---------- Excerpt ----------

Her Story
About Lelis
My path to healthcare consulting was completely unexpected. I originally studied English and languages, working as a writer, interpreter, and translator. Everything changed when my husband and I decided to give our first son a sibling and we got pregnant with twins. The twins were born extremely premature, and we spent four months in the neonatal intensive care unit. Throughout that experience, I saw many gaps in care, engagement, and opportunities to improve communication, information sharing, and participation in care delivery by the family. Once the twins graduated the NICU, I went back to the hospital and started a support group and a parent advisory council. I thought I was just doing support, but then I realized I was doing quality improvement in healthcare. I decided to study quality improvement and learn more about the mechanics of those approaches, and later got certified in research so I could better serve my teams, patients, and the different projects I was collaborating in. Finally, in 2021, I decided to formally get a degree in patient safety and quality improvement from Harvard Medical School. I was the only non-clinical person in the program, admitted only because I had 15 years of experience in the field and a body of publications and projects I had been part of. I think it speaks to the fact that the work people like me are doing in healthcare consultancy is valuable and relevant. That's where I've spent the last 18 years of my life, working at the intersection of patient and family engagement and science, specifically in maternal and infant care, authoring and co-designing projects that aim at improving care delivery for mothers and babies and answering hypotheses through research where there are needs for new discovery to tackle healthcare challenges for moms and babies.
Her Interview
Ten minutes with Lelis
01What do you attribute your success to?

----------

Extend the profile of Lelis above, beginning right after its final line.

---------- Material shown ----------

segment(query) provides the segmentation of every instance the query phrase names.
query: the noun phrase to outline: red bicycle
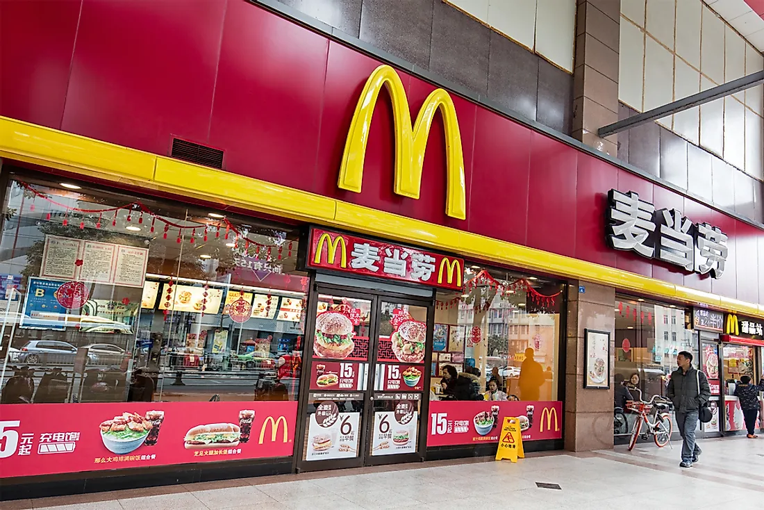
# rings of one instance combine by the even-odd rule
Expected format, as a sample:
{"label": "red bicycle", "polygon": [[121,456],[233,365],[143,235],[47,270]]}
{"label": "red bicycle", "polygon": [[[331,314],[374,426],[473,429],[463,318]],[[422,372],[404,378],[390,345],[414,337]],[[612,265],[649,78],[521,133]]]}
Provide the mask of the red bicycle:
{"label": "red bicycle", "polygon": [[[638,414],[634,428],[631,431],[629,451],[634,449],[636,440],[640,435],[645,440],[652,436],[652,440],[659,448],[668,444],[674,427],[671,421],[671,414],[668,412],[669,407],[670,403],[657,395],[653,395],[649,402],[642,400],[640,395],[639,401],[629,401],[626,403],[626,409]],[[645,427],[644,432],[642,431],[643,424]]]}

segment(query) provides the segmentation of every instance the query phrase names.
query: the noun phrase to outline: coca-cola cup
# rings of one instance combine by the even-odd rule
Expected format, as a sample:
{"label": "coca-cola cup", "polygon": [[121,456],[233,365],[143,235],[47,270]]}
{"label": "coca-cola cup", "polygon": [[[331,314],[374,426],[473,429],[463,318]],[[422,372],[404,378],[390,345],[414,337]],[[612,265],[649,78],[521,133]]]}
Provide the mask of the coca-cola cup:
{"label": "coca-cola cup", "polygon": [[249,440],[249,433],[252,430],[252,422],[254,421],[254,411],[251,409],[243,409],[239,411],[239,427],[241,428],[241,436],[239,441],[246,443]]}
{"label": "coca-cola cup", "polygon": [[162,422],[164,421],[164,411],[149,411],[146,413],[146,419],[151,424],[151,429],[148,431],[144,444],[147,447],[153,447],[159,440],[159,429],[162,427]]}

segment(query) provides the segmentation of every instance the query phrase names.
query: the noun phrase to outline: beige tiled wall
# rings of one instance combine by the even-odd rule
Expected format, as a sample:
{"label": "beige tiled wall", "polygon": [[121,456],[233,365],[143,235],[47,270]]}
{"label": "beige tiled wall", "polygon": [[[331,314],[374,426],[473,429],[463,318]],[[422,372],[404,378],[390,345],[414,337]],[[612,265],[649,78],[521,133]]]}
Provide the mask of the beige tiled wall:
{"label": "beige tiled wall", "polygon": [[[643,112],[764,69],[762,54],[701,0],[621,0],[619,99]],[[764,180],[762,87],[658,123]]]}
{"label": "beige tiled wall", "polygon": [[573,72],[576,0],[443,0]]}

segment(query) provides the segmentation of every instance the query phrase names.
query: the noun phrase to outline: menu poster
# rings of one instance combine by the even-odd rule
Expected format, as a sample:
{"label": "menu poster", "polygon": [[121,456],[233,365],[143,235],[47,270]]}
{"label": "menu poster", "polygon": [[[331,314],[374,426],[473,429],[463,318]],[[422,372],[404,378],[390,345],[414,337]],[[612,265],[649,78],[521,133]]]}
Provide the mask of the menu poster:
{"label": "menu poster", "polygon": [[159,294],[158,281],[147,281],[144,284],[144,292],[141,297],[141,307],[153,309],[157,304],[157,294]]}
{"label": "menu poster", "polygon": [[[219,288],[191,287],[190,285],[173,285],[168,293],[168,285],[162,286],[162,294],[159,298],[160,310],[172,310],[176,312],[201,313],[202,311],[215,315],[220,310],[220,303],[223,299],[223,291]],[[204,293],[207,293],[206,297]],[[172,298],[167,306],[167,294]],[[205,303],[205,299],[207,302]],[[203,310],[202,310],[203,309]]]}
{"label": "menu poster", "polygon": [[448,350],[450,352],[464,352],[465,332],[466,329],[464,326],[452,326],[448,328]]}
{"label": "menu poster", "polygon": [[278,310],[279,297],[267,296],[264,294],[254,294],[252,302],[252,317],[254,319],[273,320]]}
{"label": "menu poster", "polygon": [[419,413],[414,408],[414,402],[403,400],[396,402],[395,411],[374,413],[372,456],[416,451]]}
{"label": "menu poster", "polygon": [[432,350],[445,351],[448,342],[448,325],[435,324],[432,328]]}
{"label": "menu poster", "polygon": [[[296,401],[46,404],[45,409],[0,405],[0,476],[286,458],[294,450]],[[116,430],[125,414],[133,424],[129,433]],[[204,437],[207,427],[219,433],[217,441]]]}
{"label": "menu poster", "polygon": [[319,403],[309,420],[305,460],[358,456],[360,418],[360,413],[339,412],[333,401]]}
{"label": "menu poster", "polygon": [[366,389],[368,370],[368,363],[314,359],[310,369],[310,389],[363,391]]}
{"label": "menu poster", "polygon": [[147,262],[147,248],[46,236],[40,275],[140,287]]}
{"label": "menu poster", "polygon": [[507,417],[518,418],[523,441],[562,437],[560,401],[434,401],[429,404],[427,446],[497,443]]}
{"label": "menu poster", "polygon": [[610,333],[584,330],[584,388],[607,389],[610,387]]}
{"label": "menu poster", "polygon": [[297,323],[303,317],[303,300],[297,297],[282,297],[277,320]]}
{"label": "menu poster", "polygon": [[380,391],[421,391],[424,389],[422,366],[384,365],[376,368],[374,389]]}

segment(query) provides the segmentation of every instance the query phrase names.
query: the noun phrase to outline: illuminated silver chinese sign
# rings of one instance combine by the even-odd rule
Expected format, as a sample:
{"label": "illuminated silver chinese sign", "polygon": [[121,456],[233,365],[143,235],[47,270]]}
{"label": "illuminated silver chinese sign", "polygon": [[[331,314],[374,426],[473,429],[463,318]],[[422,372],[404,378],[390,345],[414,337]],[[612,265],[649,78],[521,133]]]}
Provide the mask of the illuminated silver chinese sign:
{"label": "illuminated silver chinese sign", "polygon": [[633,191],[610,190],[607,199],[609,246],[721,278],[727,248],[727,236],[719,227],[693,223],[676,210],[656,210]]}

----------

[Answer box]
My thirst for breaking the status quo. I don't know if people realize the status quo is a killer. I don't live by that. I am an innovator. I really believe that when we are following what's been done, because it's been done the way it's been done, we're dead. I've always defaulted by the status quo. I like to think outside of the box, and I am not afraid of being the lone wolf. I've been called the lone wolf in my line of work, and I take that as a very big compliment, actually. I think it's my thirst for improvement. I'm constantly trying to improve whatever it is I do, whether it's skiing, or advocating for moms and babies, or being with my kids and being the best version of a mother that I can be. I would say that's what drives me, that thirst for improvement.
02What advice would you give to young women entering your industry?
Don't be afraid to be the designer of your own path. Be informed, and be the architect of the job path and the career path that you think best fits where your passion lies. Don't be afraid to go be the lone wolf. Don't worry if there aren't many followers. Sometimes innovators need to break the mold and find themselves in new grounds. And then once you get going, you will see that you will grow your tribe. Yeah, don't be afraid, just do it.